- [PROBLEM DETAILS]: Nothing but an exact reprint of the records is to be returned.

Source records
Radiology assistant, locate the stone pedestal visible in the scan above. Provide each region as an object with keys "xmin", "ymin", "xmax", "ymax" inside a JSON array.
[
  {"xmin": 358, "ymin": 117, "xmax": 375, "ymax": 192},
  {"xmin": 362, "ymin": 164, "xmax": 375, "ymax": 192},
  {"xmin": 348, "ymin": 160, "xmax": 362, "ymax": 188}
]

- [EXERCISE ANSWER]:
Radiology assistant, locate the stone pedestal visible in the scan above. Provide each region as an object with keys "xmin", "ymin", "xmax", "ymax" inside a JSON array.
[
  {"xmin": 358, "ymin": 117, "xmax": 375, "ymax": 192},
  {"xmin": 362, "ymin": 164, "xmax": 375, "ymax": 192},
  {"xmin": 348, "ymin": 160, "xmax": 362, "ymax": 188}
]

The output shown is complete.